**Source records:**
# # # # #
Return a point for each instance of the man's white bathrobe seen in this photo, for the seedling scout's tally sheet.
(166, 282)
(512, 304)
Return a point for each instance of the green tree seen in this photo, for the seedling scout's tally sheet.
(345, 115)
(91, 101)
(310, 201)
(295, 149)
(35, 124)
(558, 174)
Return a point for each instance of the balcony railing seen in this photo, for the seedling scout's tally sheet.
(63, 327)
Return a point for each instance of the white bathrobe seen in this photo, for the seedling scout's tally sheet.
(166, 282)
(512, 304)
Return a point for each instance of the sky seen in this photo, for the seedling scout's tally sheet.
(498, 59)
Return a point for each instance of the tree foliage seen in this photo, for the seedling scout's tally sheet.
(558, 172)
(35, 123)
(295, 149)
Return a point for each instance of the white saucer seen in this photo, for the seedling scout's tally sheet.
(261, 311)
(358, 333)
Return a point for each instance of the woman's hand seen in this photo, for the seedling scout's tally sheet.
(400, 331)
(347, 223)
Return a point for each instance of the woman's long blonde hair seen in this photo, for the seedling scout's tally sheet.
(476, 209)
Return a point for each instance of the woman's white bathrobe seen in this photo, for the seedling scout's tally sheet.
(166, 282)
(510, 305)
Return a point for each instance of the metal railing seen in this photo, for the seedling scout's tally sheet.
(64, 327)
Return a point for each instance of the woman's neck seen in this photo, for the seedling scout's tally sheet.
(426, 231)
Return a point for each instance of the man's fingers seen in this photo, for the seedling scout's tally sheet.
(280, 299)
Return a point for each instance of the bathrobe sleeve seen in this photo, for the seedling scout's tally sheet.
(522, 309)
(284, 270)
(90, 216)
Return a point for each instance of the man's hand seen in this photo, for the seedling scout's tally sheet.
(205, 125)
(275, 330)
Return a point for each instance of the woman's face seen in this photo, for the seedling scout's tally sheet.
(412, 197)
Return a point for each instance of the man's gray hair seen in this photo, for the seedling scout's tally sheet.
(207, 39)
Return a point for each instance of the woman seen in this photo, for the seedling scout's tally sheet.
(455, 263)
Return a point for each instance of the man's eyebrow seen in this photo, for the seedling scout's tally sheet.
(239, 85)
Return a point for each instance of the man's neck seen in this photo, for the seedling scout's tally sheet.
# # # # #
**The exercise:**
Every line from the one containing "Return a point for each instance of the man's fingers" through the end of the entries above must be echoed exactly, with both ends kept.

**Right answer:**
Return a point for each instance of the man's fingers seen in this photo, for the seedling scout's tally sheet.
(280, 299)
Return a point for each instance of the bathrobe sleeve seen in this photo, for the seedling scout's tally sheet.
(522, 309)
(284, 270)
(90, 216)
Return a point for each instance of the man's hand seen in this photo, for the seedling scout's tally sheet.
(205, 125)
(275, 330)
Return a point for each instance of the woman's face seen in this photo, for the seedling scout's tally sheet.
(412, 197)
Return a point for each instance of the man's gray hair seen in this photo, for the seedling scout's tally sheet.
(207, 39)
Return a point for each instance of the woman seen in this photo, for the seedling scout's tally sheet.
(455, 263)
Return a point for each instance of the man's eyebrow seen in this photo, for the seedling scout's tally sheet.
(239, 85)
Return a point for each instance of the man's neck seen in this photo, for the seedling scout's tally sheet.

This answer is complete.